##### Page extract

New discovery could spell the end of pre-menstrual tension
A new breakthrough by scientists could spell the end of pre-menstrual tension, and help those suffering from epilepsy.
The actual research is worthy of those with a medical degree, but essentially scientists have discovered a receptor or ‘switch’ in the brain which is not only affected by these two afflictions, but also might account for how we behave when we’ve been drinking.
The hope is that with further research, scientists may work out how to block or stimulate the switch, and, therefore, control the symptoms.
So far, studies have only taken place on rats, but there is hope that human trials could take place in the future.
‘It’s a long jump between rats and humans,’ notes Dr Mike Edwardson, who led the international research team, ‘but if we can make it, and a similar thing occurs in humans before menstruation, changes in the level of this receptor could contribute to PMT.
‘This type of GABA receptor plays a crucial role in the body’s response to a range of stimuli. Scientists think that when there is a problem in the signalling, conditions such as epilepsy and PMT can occur.’
Professor Nigel Brown, from the Biotechnology and Biological Sciences Research Council who funded the study, adds: ‘If we learn the detailed mechanisms by which the body functions, medical scientists and the pharmaceutical industry can develop treatments to intervene when it goes wrong.’

##########

What you need to do:
Set down the complete article on the brain receptor linked to pre-menstrual tension, word for word. The lines that come next are unrelated material and stand apart from the article.

##### Data to examine

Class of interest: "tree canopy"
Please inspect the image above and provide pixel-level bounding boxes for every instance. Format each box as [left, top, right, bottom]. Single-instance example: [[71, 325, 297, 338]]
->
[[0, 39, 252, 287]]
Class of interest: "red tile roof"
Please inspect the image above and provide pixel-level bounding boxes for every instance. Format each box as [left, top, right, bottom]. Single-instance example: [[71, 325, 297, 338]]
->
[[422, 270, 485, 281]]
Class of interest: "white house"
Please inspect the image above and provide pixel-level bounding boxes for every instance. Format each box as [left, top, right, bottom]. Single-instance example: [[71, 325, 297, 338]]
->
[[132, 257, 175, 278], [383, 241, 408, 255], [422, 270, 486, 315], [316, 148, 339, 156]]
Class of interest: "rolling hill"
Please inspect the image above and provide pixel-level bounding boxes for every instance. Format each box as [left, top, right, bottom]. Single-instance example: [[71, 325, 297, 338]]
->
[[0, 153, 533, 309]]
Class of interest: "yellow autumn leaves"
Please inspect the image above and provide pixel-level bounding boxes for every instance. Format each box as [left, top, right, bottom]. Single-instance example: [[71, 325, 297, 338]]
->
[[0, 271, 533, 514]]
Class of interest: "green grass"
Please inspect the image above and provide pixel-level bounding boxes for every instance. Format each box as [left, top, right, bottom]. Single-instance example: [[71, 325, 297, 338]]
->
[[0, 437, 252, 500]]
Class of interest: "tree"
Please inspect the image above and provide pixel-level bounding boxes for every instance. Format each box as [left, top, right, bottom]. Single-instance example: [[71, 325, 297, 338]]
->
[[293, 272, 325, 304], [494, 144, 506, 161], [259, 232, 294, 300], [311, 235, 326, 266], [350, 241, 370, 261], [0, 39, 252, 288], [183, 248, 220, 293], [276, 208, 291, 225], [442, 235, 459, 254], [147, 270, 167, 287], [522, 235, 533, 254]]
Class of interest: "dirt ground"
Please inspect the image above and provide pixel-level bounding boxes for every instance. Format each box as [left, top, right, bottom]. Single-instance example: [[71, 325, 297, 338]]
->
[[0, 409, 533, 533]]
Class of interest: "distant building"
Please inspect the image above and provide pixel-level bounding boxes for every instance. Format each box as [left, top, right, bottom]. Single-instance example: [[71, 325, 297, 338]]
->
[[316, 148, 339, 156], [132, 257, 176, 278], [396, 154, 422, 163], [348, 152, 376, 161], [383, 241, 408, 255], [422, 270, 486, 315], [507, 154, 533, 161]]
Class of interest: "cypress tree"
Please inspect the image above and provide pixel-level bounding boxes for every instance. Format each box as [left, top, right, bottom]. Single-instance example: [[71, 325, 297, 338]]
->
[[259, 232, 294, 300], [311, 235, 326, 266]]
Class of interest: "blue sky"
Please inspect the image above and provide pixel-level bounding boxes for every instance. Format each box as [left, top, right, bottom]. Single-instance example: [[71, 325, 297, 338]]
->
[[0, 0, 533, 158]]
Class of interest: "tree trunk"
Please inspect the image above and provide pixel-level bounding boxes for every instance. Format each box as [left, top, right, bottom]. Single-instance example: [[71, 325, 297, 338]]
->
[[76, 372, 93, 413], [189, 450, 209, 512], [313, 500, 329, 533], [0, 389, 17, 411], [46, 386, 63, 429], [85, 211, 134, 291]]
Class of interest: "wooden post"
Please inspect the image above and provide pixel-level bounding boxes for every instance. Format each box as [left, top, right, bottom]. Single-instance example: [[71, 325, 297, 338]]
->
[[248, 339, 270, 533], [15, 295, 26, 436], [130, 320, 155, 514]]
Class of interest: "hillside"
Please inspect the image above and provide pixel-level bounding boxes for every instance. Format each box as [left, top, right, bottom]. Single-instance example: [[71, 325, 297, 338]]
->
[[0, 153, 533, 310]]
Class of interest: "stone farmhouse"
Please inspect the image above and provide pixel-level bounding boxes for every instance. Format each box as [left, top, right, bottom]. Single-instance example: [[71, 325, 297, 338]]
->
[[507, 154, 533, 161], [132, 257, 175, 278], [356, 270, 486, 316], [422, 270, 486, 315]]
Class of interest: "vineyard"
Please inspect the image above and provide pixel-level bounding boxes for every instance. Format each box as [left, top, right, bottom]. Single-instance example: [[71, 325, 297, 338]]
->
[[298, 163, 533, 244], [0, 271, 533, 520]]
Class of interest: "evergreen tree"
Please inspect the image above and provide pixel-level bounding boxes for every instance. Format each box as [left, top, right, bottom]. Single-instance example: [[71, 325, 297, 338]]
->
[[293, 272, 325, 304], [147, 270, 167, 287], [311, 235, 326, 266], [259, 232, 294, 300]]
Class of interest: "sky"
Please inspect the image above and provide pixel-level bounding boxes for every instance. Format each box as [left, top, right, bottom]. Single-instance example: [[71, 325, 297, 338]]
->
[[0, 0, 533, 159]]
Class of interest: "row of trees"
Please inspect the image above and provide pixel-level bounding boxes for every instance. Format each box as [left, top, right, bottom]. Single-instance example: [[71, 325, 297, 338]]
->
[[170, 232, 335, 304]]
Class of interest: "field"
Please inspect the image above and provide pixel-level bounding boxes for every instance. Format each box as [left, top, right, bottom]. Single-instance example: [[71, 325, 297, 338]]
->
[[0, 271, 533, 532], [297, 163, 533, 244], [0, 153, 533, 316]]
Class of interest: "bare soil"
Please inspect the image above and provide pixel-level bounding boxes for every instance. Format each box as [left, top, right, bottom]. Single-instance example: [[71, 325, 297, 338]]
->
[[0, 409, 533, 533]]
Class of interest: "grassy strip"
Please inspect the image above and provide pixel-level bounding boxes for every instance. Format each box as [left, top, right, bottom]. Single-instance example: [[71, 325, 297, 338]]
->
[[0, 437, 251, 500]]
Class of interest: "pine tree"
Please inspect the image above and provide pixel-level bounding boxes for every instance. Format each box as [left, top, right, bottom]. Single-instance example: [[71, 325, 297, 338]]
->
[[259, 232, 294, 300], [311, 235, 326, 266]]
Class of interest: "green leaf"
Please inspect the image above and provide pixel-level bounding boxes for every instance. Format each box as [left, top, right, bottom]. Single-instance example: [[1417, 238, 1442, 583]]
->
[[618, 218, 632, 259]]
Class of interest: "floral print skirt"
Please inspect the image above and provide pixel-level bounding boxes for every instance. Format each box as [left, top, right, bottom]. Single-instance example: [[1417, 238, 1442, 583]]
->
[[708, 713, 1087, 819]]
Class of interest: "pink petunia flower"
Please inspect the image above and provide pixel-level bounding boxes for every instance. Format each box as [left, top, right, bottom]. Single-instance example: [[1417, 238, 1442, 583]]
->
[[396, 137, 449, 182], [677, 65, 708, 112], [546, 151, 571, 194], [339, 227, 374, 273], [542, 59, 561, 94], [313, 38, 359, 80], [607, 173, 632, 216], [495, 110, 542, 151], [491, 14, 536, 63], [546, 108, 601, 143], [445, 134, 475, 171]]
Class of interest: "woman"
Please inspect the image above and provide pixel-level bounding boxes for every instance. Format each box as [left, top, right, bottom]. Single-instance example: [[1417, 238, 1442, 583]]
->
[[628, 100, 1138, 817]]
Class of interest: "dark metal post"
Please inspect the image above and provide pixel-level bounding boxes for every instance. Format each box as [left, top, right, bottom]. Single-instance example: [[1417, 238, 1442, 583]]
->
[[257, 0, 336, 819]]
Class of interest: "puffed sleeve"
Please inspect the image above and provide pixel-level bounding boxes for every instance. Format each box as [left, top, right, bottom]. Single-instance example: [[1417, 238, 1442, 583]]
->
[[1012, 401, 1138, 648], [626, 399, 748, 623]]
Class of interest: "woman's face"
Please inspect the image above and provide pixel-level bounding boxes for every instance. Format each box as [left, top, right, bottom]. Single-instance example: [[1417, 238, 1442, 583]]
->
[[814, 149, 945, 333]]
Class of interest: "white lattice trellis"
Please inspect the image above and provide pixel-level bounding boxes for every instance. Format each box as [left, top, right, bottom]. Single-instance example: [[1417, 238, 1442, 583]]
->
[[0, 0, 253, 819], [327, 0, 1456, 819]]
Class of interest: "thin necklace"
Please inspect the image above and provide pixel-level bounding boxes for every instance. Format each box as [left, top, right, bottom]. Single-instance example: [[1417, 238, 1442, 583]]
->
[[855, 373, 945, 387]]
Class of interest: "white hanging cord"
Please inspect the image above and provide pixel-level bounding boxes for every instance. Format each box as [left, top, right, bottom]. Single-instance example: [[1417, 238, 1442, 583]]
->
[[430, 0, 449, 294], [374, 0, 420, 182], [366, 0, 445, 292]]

##########

Solution to this problem:
New discovery could spell the end of pre-menstrual tension
A new breakthrough by scientists could spell the end of pre-menstrual tension, and help those suffering from epilepsy.
The actual research is worthy of those with a medical degree, but essentially scientists have discovered a receptor or ‘switch’ in the brain which is not only affected by these two afflictions, but also might account for how we behave when we’ve been drinking.
The hope is that with further research, scientists may work out how to block or stimulate the switch, and, therefore, control the symptoms.
So far, studies have only taken place on rats, but there is hope that human trials could take place in the future.
‘It’s a long jump between rats and humans,’ notes Dr Mike Edwardson, who led the international research team, ‘but if we can make it, and a similar thing occurs in humans before menstruation, changes in the level of this receptor could contribute to PMT.
‘This type of GABA receptor plays a crucial role in the body’s response to a range of stimuli. Scientists think that when there is a problem in the signalling, conditions such as epilepsy and PMT can occur.’
Professor Nigel Brown, from the Biotechnology and Biological Sciences Research Council who funded the study, adds: ‘If we learn the detailed mechanisms by which the body functions, medical scientists and the pharmaceutical industry can develop treatments to intervene when it goes wrong.’